- Exercise -
Print the following lines exactly as they appear, without changing anything.

-------

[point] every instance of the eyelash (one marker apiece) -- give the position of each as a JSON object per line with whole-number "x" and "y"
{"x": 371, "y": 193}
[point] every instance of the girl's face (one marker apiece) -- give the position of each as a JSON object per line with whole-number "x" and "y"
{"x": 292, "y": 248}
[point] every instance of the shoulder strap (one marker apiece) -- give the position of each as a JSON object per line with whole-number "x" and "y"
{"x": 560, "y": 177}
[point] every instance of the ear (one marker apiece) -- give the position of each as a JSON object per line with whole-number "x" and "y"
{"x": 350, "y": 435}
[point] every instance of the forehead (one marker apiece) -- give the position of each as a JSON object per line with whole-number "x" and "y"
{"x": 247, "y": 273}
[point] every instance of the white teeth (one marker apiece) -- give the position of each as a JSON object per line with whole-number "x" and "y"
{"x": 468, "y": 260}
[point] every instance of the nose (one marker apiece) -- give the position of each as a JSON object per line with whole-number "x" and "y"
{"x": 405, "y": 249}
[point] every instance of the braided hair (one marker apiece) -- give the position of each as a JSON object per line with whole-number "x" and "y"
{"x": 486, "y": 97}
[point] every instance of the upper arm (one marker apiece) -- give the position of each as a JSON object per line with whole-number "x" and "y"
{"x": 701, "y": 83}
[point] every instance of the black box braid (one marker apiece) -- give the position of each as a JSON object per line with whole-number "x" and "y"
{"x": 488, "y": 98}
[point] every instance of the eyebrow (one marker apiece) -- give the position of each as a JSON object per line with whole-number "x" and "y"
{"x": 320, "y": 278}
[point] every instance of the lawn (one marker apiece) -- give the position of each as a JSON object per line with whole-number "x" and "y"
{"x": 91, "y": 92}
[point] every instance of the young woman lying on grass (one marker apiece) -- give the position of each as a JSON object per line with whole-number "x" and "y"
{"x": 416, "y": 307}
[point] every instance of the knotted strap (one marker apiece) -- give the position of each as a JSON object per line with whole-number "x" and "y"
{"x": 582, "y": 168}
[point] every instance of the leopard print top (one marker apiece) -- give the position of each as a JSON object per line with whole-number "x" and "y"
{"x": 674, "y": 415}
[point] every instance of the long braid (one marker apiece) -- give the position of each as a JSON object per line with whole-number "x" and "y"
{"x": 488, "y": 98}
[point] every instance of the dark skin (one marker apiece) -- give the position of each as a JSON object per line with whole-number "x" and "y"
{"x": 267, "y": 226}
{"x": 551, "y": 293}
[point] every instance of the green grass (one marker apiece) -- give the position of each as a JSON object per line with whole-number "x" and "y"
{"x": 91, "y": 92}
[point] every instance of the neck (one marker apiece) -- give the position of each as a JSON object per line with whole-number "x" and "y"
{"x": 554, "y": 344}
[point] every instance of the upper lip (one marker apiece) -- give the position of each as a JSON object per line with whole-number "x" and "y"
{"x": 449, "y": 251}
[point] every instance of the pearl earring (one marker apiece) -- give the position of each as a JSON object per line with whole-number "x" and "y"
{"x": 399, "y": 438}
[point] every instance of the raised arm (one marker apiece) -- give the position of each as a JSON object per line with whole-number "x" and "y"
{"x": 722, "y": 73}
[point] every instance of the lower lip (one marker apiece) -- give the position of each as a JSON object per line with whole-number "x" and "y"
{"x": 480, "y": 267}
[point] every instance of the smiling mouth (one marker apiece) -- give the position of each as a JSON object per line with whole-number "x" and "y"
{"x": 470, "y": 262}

-------

- Solution to this exercise -
[point] every instance of the eyelash (one marker apiece) -- give the position of each as a JSON object per line with whole-number "x" and "y"
{"x": 371, "y": 193}
[point] every instance of the girl's face (one marker apiece) -- give the position of each as a JSON object per line with whole-number "x" and "y"
{"x": 292, "y": 248}
[point] every instance of the shoulder strap (one marker apiece) -- give the position of each as a JSON object per line with whole-number "x" and "y"
{"x": 560, "y": 177}
[point] every instance of the ear (one marker apiece) -- give the position of each as a JSON object per line with whole-number "x" and "y"
{"x": 350, "y": 435}
[point] every instance of the forehead (one marker apiece) -- give the position of each as a JSON object per line with whole-number "x" and "y"
{"x": 247, "y": 273}
[point] every instance of the white teeth (one marker apiece) -- give the position of each as a JSON object per line with whole-number "x" and "y"
{"x": 468, "y": 260}
[point] every instance of the nose (one marker apiece) -- give the position of each as a JSON object per line with whole-number "x" and "y"
{"x": 405, "y": 249}
[point] every instance of the braided hair (one marker apiece) -- give the position of each as a JSON object per line with whole-number "x" and "y"
{"x": 486, "y": 97}
[point] every instance of the upper arm (one marker apiece) -- give the position of each as a JSON object per line with whole-number "x" and "y"
{"x": 701, "y": 83}
[point] every instance of the black box braid (one marker apiece) -- give the position of each as a JSON object per line with whole-number "x" and "y"
{"x": 488, "y": 98}
[point] every instance of the eyebrow (one marker apiece) -- give the position of each as a JSON object per line with whole-number "x" and "y"
{"x": 320, "y": 278}
[point] every instance of the lawn (one marker apiece) -- give the position of each as a JSON object per line with whole-number "x" and "y"
{"x": 91, "y": 92}
[point] every instance of the young woman lying on grass (one marker apiece) -- give the position of each as a JSON object per line with whole-number "x" and "y"
{"x": 416, "y": 307}
[point] every instance of the knotted strap (one marker apiece) -- give the position of each as a JSON object per line with whole-number "x" and "y"
{"x": 582, "y": 168}
[point] every instance of the leopard print top (one marker apiece) -- give the position of each as a JSON object per line with whole-number "x" and "y"
{"x": 674, "y": 415}
[point] every instance of the long braid (one marker apiece) -- give the position of each as a JSON object per line with whole-number "x" and "y"
{"x": 488, "y": 98}
[point] every instance of the dark skin (one marker apiece) -- give the position of each as a JSON object per line with whole-number "x" and "y"
{"x": 267, "y": 226}
{"x": 551, "y": 293}
[point] every instance of the green grass (one marker apiece) -- give the position of each as a JSON object per line with whole-number "x" and "y"
{"x": 91, "y": 92}
[point] every instance of the neck (one marker apiece) -- give the position of each as a JSON object per line with whole-number "x" and "y"
{"x": 554, "y": 344}
[point] every instance of the upper lip (one marker apiece) -- give the position of each as a JSON object per line with whole-number "x" and "y"
{"x": 449, "y": 251}
[point] every instance of the pearl earring (one marker apiece) -- give the position of each as a JSON object per line with whole-number "x" and "y"
{"x": 399, "y": 438}
[point] every instance of the raised arm (one marker apiece) -- give the position of each as a JSON object per line with whole-number "x" and "y"
{"x": 722, "y": 73}
[point] every instance of the lower lip (one marker apiece) -- give the position of each as a JSON object per line with whole-number "x" and "y"
{"x": 480, "y": 267}
[point] every instance of the smiling mouth (one marker apiece) -- give the position of each as a JSON object per line with whole-number "x" and "y"
{"x": 470, "y": 262}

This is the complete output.